• [Instrucción A]: Según el artículo sobre la corrupción en el Chile republicano, ¿dónde pronunció Enrique Mac Iver su discurso sobre la crisis moral de la república?
• [Instrucción B]: Resuma en dos oraciones el artículo sobre la corrupción en el Chile republicano.
• [Instrucción C]: Indique si cada afirmación concuerda con el artículo sobre la corrupción en el Chile republicano: (i) Zapata aceptó sentarse en la silla presidencial; (ii) antes de la guerra, el nitrato perteneció a Bolivia y a Perú; (iii) Gabriel Salazar ha demostrado el carácter democrático de Portales. Responda sí o no y cite las palabras decisivas del artículo.

*** Pasaje proporcionado ***

Diciembre 13, 2024

El ético Chile republicano, ¿mito o verdad?

La célebre frase del escritor inglés Lord Acton, “El poder absoluto corrompe absolutamente”, no puede ser más adecuada: donde hay poder, siempre hay corrupción pues, en esencia, son términos gemelos. Cuando Emiliano Zapata y Pancho Villa conquistaron la Ciudad de México, Villa le ofreció a Zapata sentarse en la silla presidencial, pero el líder campesino se negó aduciendo que “en el trono se sienta un hombre bueno y sale un hombre malo y incluso, corrupto”.

 

 

El historiador Francisco Antonio Encina, según Gonzalo Vial, sostenía que las  acusaciones de corrupción en la república parlamentaria, (1891-1925), eran más chismes y malquerencias que verdades: el mito del Chile probó, durante el siglo XIX es una invención de los historiadores  conservadores que, en muchos casos, ha sido repetida por historiadores liberales e, incluso, por socialistas.

Al Encina le gusta pintar a ministro Diego Portales como un político probo y pobre, quien carecía del dinero necesario para abastecerse de cigarro, sin tener en cuenta que se había hecho millonario a costa del Estado mediante la empresa monopólica del estanco del tabaco –  con ese dinero había financiado la subversión de los primos Joaquín Prieto y Manuel Bulnes contra los pipiolos -.

El historiador Gabriel Salazar ha demostrado del carácter dictatorial de Portales, tarea que antes había comenzado  el notable liberal José Victorino Lastarria – a diferencia de Francisco Antonio Encina y Alberto Edwards, el líder de la república pelucona, lejos de ser un comerciante probo, inaugura la saga de la mezcla entre negocios y política, es decir, convertir al Estado en coto de caza personal –.

Es cierto que la corrupción política está relacionada con la riqueza que el Estado ha adquirido, el caso chileno, una vez conquistadas las provincias de Tarapacá y Antofagasta – Chile pasó de un país pobre y pequeño a uno inmenso, y poseedor del nitrato, que antes de la guerra perteneció a Bolivia y a Perú -.

El líder radical Enrique Mac Iver pronunció un discurso, en el Ateneo de Santiago, sobre la crisis moral de la república y empezaba reconociendo que “no somos felices, pues habíamos adquirido un caramelo envenenado, traído de los corruptos países del norte”; en el fondo, que había enriquecido a los plutócratas, pero había terminado por corromper las costumbres de este pueblo de vascos sobrios y ahorrativos.

El profesor Alejando Venegas, en sus cartas a Pedro Montt, sostiene la misma tesis del líder radical Mac Iver, pero esta vez critica ácidamente a la oligarquía y a los partidos políticos de la República Parlamentaria.

El Profesor Venegas fue el primero que planteó la tesis de que una conspiración del capital inglés, fundamentalmente, dirigida por el especulador John Thomas North, que sumado a la oligarquía del Congreso, se había erigido contra el Presidente José Manuel Balmaceda, quien defendía las riquezas del salitre y atacaba el enclave inglés, que terminaría por apropiarse de las provincias de Tarapacá y Antofagasta.

*** Extracto del listado ***

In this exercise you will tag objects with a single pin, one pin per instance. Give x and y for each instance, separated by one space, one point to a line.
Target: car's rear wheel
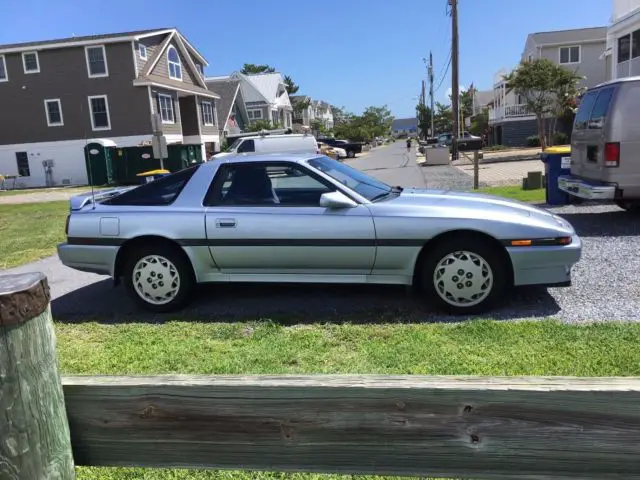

***

• [Respuesta del ejercicio A]: En el Ateneo de Santiago.

• [Respuesta del ejercicio B]: El artículo sostiene que el poder y la corrupción van siempre unidos y cuestiona la imagen de Diego Portales como político probo, pues se había hecho millonario a costa del Estado mediante el estanco del tabaco. Además, vincula la corrupción con la riqueza que Chile adquirió al conquistar Tarapacá y Antofagasta, tesis que sostuvieron tanto Enrique Mac Iver como el profesor Venegas.

• [Respuesta del ejercicio C]:
(i) No: «el líder campesino se negó».
(ii) Sí: «que antes de la guerra perteneció a Bolivia y a Perú».
(iii) No: «el carácter dictatorial de Portales».